--- What is required ---
Please retype all of the entries below word for word, leaving out the pictures.

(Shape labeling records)
»»
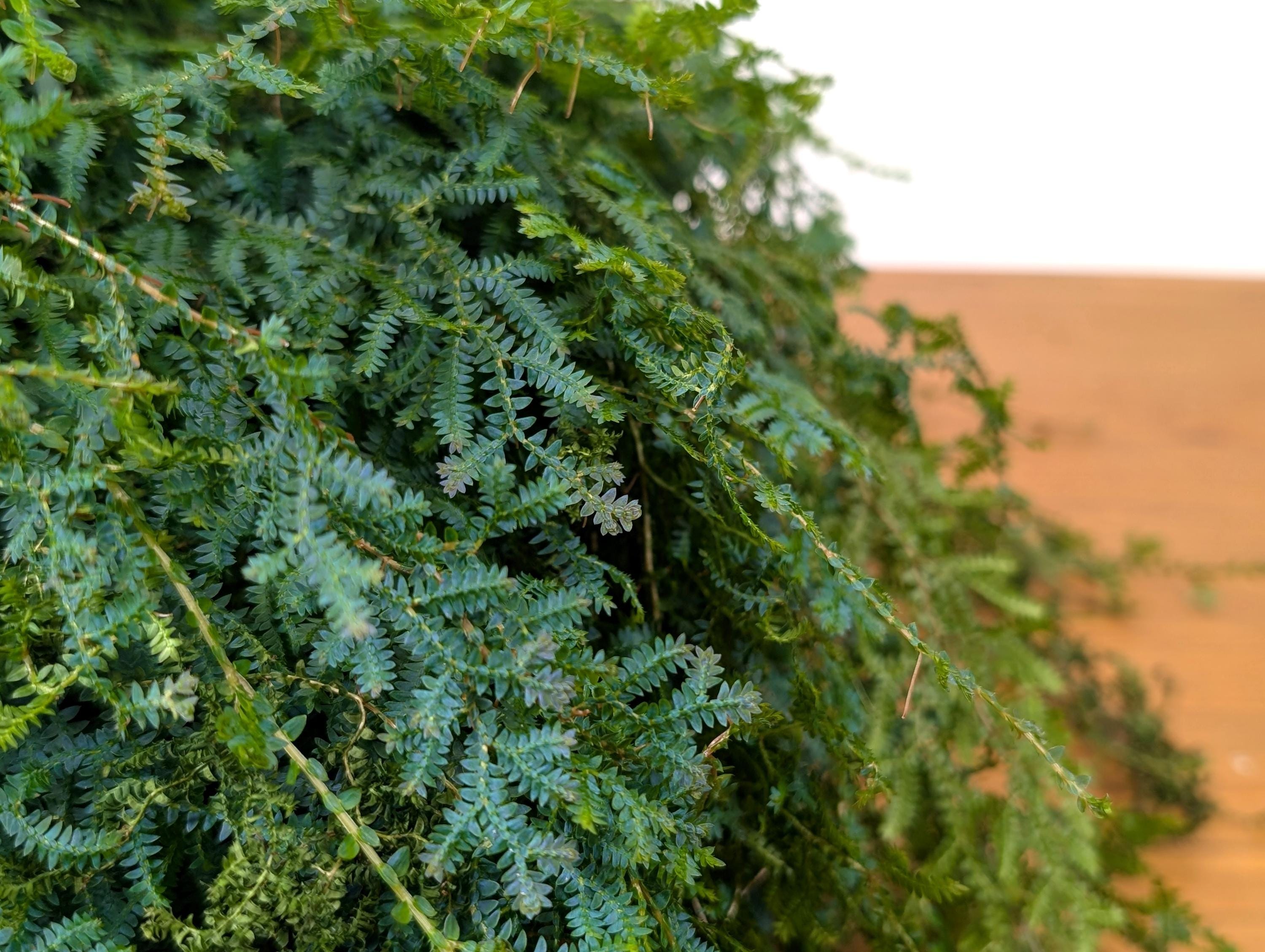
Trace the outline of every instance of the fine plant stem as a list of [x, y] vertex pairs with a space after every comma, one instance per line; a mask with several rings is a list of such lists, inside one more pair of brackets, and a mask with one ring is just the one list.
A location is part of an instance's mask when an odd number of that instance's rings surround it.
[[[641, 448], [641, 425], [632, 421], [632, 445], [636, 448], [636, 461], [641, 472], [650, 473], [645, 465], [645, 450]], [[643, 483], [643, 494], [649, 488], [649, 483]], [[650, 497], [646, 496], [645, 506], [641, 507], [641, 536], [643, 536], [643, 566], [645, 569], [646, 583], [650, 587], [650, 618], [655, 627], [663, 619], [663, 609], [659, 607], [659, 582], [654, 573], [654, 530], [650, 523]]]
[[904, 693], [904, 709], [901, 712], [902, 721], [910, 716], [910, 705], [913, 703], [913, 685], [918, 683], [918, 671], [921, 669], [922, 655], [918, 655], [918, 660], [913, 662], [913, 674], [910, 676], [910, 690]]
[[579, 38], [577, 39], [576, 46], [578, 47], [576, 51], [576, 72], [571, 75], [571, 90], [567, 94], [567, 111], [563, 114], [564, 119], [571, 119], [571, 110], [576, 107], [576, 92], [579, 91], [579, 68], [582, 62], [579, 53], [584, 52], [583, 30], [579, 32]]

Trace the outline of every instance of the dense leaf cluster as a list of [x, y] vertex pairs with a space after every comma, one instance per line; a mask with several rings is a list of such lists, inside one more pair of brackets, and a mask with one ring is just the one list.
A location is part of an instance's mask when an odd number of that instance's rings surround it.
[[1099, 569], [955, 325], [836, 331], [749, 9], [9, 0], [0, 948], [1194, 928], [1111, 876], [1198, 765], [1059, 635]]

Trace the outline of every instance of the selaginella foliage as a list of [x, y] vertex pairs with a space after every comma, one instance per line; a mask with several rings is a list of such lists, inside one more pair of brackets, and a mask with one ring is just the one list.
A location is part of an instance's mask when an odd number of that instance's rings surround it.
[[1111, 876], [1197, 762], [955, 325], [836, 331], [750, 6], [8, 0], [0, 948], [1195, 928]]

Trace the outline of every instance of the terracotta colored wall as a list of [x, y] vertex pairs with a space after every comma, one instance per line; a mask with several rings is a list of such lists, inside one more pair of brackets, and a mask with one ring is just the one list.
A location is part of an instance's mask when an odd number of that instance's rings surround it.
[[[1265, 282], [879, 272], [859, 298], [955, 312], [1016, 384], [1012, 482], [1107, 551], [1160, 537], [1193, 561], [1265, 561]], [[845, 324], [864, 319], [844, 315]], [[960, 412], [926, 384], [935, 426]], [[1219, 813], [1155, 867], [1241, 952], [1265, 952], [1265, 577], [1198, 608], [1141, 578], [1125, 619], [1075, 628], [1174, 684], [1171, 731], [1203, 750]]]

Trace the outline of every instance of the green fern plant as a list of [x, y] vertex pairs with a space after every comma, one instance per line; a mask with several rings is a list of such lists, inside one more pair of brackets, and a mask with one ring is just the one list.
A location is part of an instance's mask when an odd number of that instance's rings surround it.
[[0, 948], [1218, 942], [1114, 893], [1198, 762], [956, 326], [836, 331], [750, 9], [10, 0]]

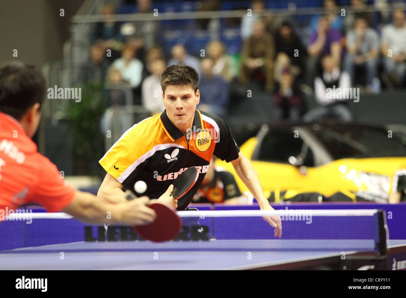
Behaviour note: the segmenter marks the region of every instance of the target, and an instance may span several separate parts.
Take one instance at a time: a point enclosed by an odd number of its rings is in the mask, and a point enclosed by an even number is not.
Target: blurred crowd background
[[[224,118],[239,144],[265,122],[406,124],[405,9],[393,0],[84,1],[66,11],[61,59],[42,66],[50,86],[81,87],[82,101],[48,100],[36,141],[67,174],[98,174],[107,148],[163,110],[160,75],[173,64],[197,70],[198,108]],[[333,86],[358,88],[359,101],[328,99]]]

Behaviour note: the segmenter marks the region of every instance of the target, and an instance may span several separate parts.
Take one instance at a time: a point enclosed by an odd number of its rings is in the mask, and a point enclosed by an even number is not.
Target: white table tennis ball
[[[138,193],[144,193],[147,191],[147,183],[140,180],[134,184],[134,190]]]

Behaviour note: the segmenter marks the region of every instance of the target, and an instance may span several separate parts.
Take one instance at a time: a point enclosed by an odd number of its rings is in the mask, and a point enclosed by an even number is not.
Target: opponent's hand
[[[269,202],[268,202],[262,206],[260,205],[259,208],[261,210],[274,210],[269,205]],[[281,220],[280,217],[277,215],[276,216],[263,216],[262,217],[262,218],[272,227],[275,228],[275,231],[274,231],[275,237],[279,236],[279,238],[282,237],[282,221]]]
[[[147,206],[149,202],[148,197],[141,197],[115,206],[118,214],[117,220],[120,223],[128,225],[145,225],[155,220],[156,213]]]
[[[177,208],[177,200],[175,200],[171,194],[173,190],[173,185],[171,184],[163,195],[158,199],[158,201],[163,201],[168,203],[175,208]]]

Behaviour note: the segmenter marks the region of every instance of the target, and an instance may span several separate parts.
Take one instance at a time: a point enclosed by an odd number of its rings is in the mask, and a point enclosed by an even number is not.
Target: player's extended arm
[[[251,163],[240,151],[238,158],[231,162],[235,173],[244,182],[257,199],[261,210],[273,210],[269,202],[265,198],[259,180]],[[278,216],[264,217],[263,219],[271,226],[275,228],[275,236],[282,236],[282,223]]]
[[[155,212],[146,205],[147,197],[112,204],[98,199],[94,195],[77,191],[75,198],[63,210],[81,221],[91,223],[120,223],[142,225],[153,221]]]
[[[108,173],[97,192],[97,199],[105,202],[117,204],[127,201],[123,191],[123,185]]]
««
--- Result ---
Trace the outline of every instance of the fine plant stem as a list of [x, y] vertex pairs with a space after every comma, one instance per line; a mask with several rings is a list of such lists, inside one more pair of brackets, and a mask with one ring is just the one list.
A location is part of an instance's mask when an odd number of that instance's rings surround it.
[[[641, 448], [641, 425], [632, 421], [632, 445], [636, 448], [636, 461], [641, 472], [650, 473], [645, 465], [645, 450]], [[643, 483], [643, 494], [649, 488], [649, 483]], [[650, 497], [646, 496], [645, 506], [641, 507], [641, 536], [643, 536], [643, 566], [645, 569], [646, 583], [650, 587], [650, 618], [655, 627], [663, 619], [663, 609], [659, 607], [659, 582], [654, 573], [654, 530], [650, 523]]]
[[904, 693], [904, 709], [901, 712], [902, 721], [910, 716], [910, 705], [913, 703], [913, 685], [918, 683], [918, 671], [921, 669], [922, 655], [918, 655], [918, 660], [913, 662], [913, 674], [910, 676], [910, 690]]
[[579, 38], [577, 39], [576, 46], [578, 47], [576, 51], [576, 72], [571, 75], [571, 90], [567, 94], [567, 111], [563, 114], [564, 119], [571, 119], [571, 110], [576, 107], [576, 92], [579, 91], [579, 68], [582, 62], [579, 53], [584, 52], [583, 30], [579, 32]]

Trace the outline of every instance of the dense leaf cluster as a list of [x, y] vertex pairs with a space after every comma, one instance per line; a mask with several rings is a list of such lists, inside one more pair of brackets, and a mask with one ring is just the one list.
A location is part of an instance's mask when an odd number of that instance's rings surround it.
[[1099, 569], [955, 325], [836, 331], [749, 9], [9, 0], [0, 948], [1194, 928], [1111, 876], [1198, 765], [1059, 635]]

Trace the outline of every instance of the selaginella foliage as a list of [x, y] vertex pairs with a space after every comma, one instance per line; a mask with several rings is a list of such lists, inside one more pair of brackets, and a mask with one ring is just the one list.
A location is part of an instance's mask when an odd number of that instance's rings surround it.
[[1111, 876], [1197, 762], [955, 325], [836, 331], [750, 6], [8, 0], [0, 948], [1195, 928]]

Trace the outline of every instance of the terracotta colored wall as a list of [x, y] vertex pairs with a space after every comma, one instance per line; a mask with several rings is a list of such lists, inside one more pair of brackets, and a mask with one ring is just the one list.
A location is part of an instance's mask when an odd number of that instance's rings surround it.
[[[1265, 282], [879, 272], [859, 298], [955, 312], [1016, 384], [1012, 482], [1107, 551], [1160, 537], [1193, 561], [1265, 561]], [[845, 324], [864, 319], [844, 315]], [[960, 412], [926, 384], [935, 426]], [[1219, 813], [1155, 867], [1241, 952], [1265, 952], [1265, 577], [1198, 608], [1141, 578], [1125, 619], [1075, 628], [1174, 684], [1171, 731], [1203, 750]]]

Trace the outline of every instance of the green fern plant as a list of [x, y] vertex pairs with a space after every comma, one instance per line; a mask with several rings is a list of such lists, inside one more pair of brackets, and a mask with one ring is just the one list.
A location is part of an instance's mask when an odd number of that instance's rings surround it.
[[0, 948], [1218, 942], [1114, 893], [1198, 762], [956, 326], [836, 331], [750, 9], [10, 0]]

Behaviour note: the segmenter marks the region of every instance of the target, and an instance may span several separate parts.
Take one instance at a time: a point enclosed by an odd number of its rings is in the mask, and a point enclosed by an even number is not.
Target: blurred crowd background
[[[224,118],[239,144],[265,122],[406,124],[405,9],[393,0],[84,1],[66,11],[61,59],[42,66],[50,86],[81,87],[82,101],[48,100],[36,141],[67,174],[98,174],[107,148],[163,110],[160,75],[173,64],[197,70],[198,108]],[[333,86],[358,88],[359,101],[328,99]]]

Behaviour note: the segmenter marks the region of every instance of the target, and an instance may span several separate parts.
Take one instance at a time: a point enclosed by an odd number of its rings is in the mask, and a point enclosed by an even number is not.
Target: white table tennis ball
[[[138,193],[144,193],[147,191],[147,183],[140,180],[134,184],[134,190]]]

Behaviour note: the segmenter marks the region of every instance of the target, and an instance may span several separate parts.
Take one instance at a time: a point enclosed by an odd number of its rings is in the mask, and a point enclosed by an even number is not.
Target: opponent's hand
[[[269,202],[268,202],[262,206],[260,205],[259,208],[261,210],[274,210],[269,205]],[[281,220],[280,217],[277,215],[276,216],[263,216],[262,217],[262,218],[272,227],[275,228],[275,231],[274,231],[275,237],[279,236],[279,238],[282,237],[282,221]]]
[[[147,206],[149,202],[148,197],[141,197],[115,206],[118,214],[117,220],[120,223],[128,225],[145,225],[155,220],[156,213]]]
[[[177,208],[177,200],[175,200],[171,194],[173,190],[173,185],[171,184],[163,195],[158,199],[158,201],[163,201],[168,203],[175,208]]]

Behaviour note: the segmenter marks the region of every instance of the target, and an instance may span several separate parts.
Take one instance at a time: a point enclosed by an odd number of its rings is in the mask, and a point enclosed by an even number is not.
Target: player's extended arm
[[[251,163],[240,151],[238,158],[231,162],[235,173],[244,182],[257,199],[261,210],[273,210],[269,202],[265,198],[259,180]],[[278,216],[264,217],[263,219],[271,226],[275,228],[275,236],[282,236],[282,223]]]
[[[155,212],[146,205],[147,197],[112,204],[98,199],[94,195],[77,191],[75,198],[63,210],[81,221],[91,223],[120,223],[142,225],[153,221]]]
[[[108,173],[97,192],[97,199],[105,202],[117,204],[127,201],[123,191],[123,185]]]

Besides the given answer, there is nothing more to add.